Write each line exactly, from the line that holds "Put one marker on each instance of the wrist" through the final line of the material, and no other line.
--- Task data ---
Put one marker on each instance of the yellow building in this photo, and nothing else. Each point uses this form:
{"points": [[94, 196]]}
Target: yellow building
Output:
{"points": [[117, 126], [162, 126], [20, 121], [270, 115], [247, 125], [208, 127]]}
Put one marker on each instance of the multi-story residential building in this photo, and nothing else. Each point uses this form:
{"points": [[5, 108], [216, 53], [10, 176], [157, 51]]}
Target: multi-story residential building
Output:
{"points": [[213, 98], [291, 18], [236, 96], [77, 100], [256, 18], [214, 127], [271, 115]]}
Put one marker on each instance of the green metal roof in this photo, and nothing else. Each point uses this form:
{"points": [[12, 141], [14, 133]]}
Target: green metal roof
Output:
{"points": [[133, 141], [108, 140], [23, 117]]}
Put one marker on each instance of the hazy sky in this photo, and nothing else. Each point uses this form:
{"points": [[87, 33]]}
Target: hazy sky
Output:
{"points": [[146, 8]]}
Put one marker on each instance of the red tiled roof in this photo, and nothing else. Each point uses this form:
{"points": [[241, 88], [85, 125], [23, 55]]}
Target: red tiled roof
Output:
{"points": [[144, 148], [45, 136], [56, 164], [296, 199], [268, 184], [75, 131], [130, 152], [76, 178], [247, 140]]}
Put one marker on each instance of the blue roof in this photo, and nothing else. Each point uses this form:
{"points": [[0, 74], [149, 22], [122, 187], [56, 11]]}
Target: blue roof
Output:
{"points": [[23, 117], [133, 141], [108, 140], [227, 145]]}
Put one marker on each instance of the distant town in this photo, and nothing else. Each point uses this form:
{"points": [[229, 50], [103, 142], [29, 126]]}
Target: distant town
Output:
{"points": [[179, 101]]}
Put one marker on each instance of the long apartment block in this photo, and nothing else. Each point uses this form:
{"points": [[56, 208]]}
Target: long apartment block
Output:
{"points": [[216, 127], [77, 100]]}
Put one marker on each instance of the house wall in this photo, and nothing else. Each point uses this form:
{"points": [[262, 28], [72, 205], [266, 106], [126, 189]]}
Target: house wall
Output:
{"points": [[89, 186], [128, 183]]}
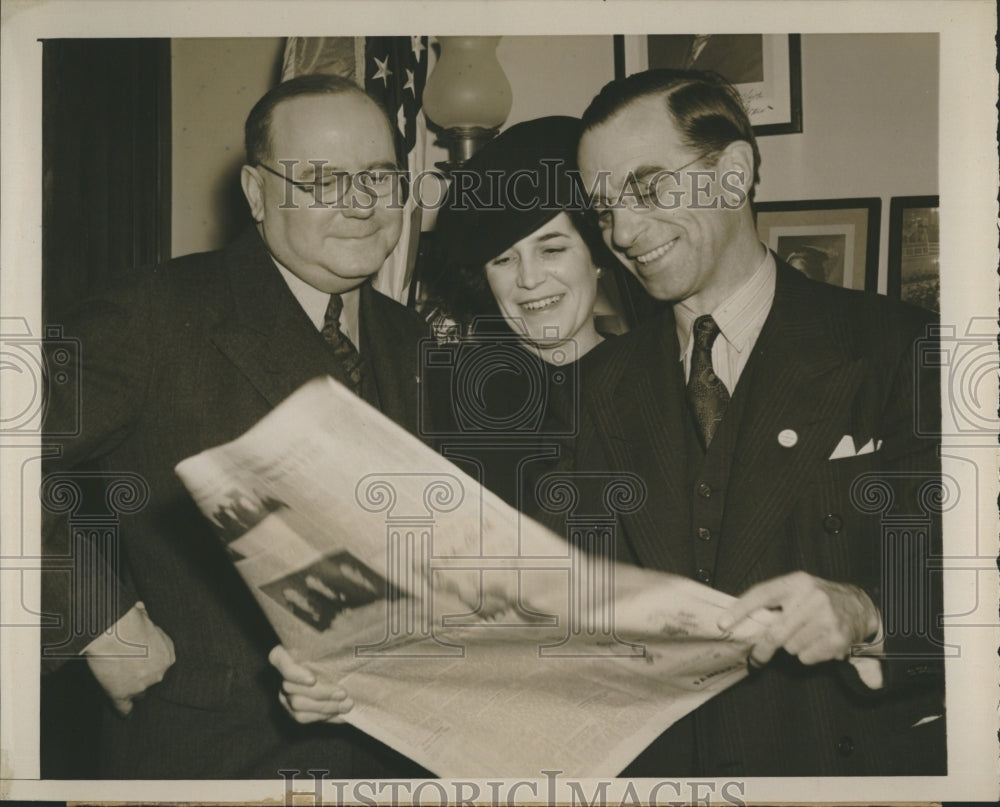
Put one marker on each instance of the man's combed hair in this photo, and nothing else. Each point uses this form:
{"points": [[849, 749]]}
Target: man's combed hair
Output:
{"points": [[707, 110], [257, 130]]}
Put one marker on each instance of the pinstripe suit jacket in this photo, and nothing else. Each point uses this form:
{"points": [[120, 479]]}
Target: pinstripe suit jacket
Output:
{"points": [[188, 356], [828, 362]]}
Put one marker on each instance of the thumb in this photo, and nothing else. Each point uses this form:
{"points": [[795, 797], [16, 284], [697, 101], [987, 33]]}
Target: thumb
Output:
{"points": [[762, 595], [122, 705]]}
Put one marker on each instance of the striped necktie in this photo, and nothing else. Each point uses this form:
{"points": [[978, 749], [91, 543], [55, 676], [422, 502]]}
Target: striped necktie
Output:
{"points": [[343, 348], [707, 395]]}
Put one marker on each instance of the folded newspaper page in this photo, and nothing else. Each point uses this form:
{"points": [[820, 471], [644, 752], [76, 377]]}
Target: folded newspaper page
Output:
{"points": [[471, 638]]}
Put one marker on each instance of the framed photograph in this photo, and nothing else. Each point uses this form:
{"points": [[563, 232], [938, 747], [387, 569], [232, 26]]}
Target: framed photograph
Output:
{"points": [[832, 240], [765, 68], [914, 251]]}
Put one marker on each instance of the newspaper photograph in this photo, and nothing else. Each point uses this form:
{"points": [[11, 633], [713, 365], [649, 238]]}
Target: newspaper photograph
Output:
{"points": [[471, 638]]}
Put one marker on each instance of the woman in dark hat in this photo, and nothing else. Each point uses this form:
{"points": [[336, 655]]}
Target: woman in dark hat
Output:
{"points": [[517, 266], [513, 242]]}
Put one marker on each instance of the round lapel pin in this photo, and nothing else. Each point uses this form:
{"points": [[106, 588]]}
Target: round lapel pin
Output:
{"points": [[788, 437]]}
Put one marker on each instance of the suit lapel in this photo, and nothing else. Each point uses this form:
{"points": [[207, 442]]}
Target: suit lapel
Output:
{"points": [[392, 350], [266, 334], [802, 381], [641, 420]]}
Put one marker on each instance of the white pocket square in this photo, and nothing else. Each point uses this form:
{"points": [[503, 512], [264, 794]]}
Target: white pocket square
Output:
{"points": [[845, 448]]}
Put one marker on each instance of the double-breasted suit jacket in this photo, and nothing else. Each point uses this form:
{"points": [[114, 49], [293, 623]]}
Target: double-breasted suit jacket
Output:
{"points": [[188, 356], [773, 495]]}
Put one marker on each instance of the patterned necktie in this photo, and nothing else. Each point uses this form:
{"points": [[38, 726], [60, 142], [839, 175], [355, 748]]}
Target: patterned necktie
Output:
{"points": [[343, 348], [707, 395]]}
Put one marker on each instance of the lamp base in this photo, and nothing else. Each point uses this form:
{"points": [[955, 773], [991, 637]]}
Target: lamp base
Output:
{"points": [[462, 142]]}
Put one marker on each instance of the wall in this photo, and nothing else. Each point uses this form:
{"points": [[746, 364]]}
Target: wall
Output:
{"points": [[215, 83], [870, 124], [870, 112]]}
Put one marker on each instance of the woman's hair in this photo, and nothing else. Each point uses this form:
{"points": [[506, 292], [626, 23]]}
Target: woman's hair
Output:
{"points": [[515, 184]]}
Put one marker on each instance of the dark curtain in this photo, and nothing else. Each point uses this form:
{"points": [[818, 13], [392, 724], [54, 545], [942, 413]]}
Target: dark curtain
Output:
{"points": [[105, 209], [105, 163]]}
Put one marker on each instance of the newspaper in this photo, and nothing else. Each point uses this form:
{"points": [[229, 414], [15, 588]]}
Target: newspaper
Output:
{"points": [[471, 638]]}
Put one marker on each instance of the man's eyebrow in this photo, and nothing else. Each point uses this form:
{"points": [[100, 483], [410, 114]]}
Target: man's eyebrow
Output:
{"points": [[648, 171]]}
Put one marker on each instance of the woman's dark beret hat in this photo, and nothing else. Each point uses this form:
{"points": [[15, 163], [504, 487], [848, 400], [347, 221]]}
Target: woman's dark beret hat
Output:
{"points": [[512, 186]]}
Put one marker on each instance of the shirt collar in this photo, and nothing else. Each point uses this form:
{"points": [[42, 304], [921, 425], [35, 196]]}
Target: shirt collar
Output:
{"points": [[312, 300], [740, 315]]}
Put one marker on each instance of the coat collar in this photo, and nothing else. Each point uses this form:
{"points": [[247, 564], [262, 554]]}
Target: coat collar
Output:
{"points": [[266, 334], [802, 379]]}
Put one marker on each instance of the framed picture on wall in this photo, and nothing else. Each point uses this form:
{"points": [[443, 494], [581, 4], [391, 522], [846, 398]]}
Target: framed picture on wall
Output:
{"points": [[765, 68], [832, 240], [914, 251]]}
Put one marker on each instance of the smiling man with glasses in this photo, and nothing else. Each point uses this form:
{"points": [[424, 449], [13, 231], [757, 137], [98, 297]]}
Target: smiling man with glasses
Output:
{"points": [[191, 355], [764, 410]]}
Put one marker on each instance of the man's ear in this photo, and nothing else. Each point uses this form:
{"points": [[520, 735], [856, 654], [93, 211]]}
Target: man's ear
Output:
{"points": [[253, 190], [736, 161]]}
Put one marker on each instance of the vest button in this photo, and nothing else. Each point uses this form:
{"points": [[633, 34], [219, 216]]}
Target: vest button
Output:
{"points": [[833, 523]]}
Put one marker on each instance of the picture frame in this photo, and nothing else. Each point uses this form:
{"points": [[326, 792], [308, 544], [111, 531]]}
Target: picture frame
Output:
{"points": [[765, 68], [914, 251], [832, 240]]}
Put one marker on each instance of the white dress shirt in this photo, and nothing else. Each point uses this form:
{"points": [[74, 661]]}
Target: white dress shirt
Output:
{"points": [[740, 318], [314, 303]]}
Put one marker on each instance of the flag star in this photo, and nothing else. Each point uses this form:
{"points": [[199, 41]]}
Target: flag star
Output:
{"points": [[417, 47], [383, 71]]}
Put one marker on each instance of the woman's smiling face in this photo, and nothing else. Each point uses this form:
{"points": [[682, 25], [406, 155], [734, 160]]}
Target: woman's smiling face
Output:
{"points": [[545, 286]]}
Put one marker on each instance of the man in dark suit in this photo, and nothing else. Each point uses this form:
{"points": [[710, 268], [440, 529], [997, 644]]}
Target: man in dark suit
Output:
{"points": [[766, 413], [190, 355]]}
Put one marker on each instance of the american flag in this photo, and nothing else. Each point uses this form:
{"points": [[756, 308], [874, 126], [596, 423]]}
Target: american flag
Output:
{"points": [[396, 72]]}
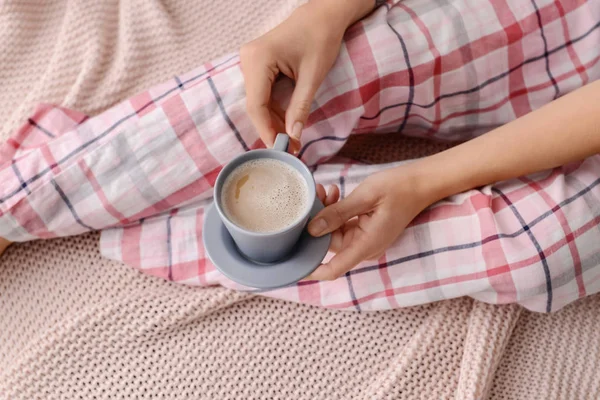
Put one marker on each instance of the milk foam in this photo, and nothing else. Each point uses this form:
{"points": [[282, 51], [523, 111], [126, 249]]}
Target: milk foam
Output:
{"points": [[264, 195]]}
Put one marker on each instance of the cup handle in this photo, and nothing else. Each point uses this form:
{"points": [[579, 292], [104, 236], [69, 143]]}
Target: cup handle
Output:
{"points": [[281, 142]]}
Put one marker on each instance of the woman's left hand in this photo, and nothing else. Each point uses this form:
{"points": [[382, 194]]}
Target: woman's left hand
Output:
{"points": [[368, 221]]}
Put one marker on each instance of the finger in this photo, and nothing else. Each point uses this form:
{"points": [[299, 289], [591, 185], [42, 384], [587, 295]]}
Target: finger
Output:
{"points": [[307, 83], [343, 261], [337, 241], [258, 80], [321, 194], [333, 195], [335, 215]]}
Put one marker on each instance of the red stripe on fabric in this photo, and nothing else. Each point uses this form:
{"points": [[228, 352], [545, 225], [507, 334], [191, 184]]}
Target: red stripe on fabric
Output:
{"points": [[185, 129], [490, 108], [365, 67], [516, 55], [492, 251], [175, 199], [477, 275], [131, 245], [100, 193], [450, 62], [448, 210], [564, 223], [201, 261], [30, 220], [574, 57], [437, 67], [309, 292]]}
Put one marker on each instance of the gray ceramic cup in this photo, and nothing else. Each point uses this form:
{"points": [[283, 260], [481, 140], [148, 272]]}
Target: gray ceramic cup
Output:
{"points": [[267, 247]]}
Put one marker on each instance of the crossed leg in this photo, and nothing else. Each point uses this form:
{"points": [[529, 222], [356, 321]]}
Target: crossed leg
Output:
{"points": [[146, 168]]}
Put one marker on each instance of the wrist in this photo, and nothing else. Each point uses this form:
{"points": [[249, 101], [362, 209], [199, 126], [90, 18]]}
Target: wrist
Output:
{"points": [[436, 177]]}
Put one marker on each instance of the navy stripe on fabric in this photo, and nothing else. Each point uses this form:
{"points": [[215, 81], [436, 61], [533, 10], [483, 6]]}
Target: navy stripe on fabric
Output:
{"points": [[110, 129], [546, 55], [411, 79], [169, 248], [69, 205], [402, 260], [41, 128], [488, 239], [489, 81], [347, 274], [20, 177], [225, 115], [179, 83], [538, 248]]}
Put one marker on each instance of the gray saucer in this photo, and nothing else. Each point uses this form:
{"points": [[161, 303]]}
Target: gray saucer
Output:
---
## Exercise output
Put one marker on each instance of the wrist in this photo, and nothing else. Each point uses this form:
{"points": [[249, 101], [362, 209], [199, 126], [90, 18]]}
Target: wrist
Output:
{"points": [[436, 177]]}
Put one marker on each instance of the navy stripe on fabric in this photo, and nothing else. Each point uses this form:
{"points": [[215, 81], [436, 61], [533, 10], [483, 6]]}
Target: navy stripe on fabric
Output:
{"points": [[110, 129], [546, 55], [411, 79], [169, 248], [69, 205], [402, 260], [41, 128], [488, 239], [489, 81], [347, 274], [20, 177], [225, 115], [179, 83], [538, 248]]}
Put one marker on each instance of the gray saucer in this photo, and nothing else. Each point uses this form:
{"points": [[161, 303]]}
Target: gray saucer
Output:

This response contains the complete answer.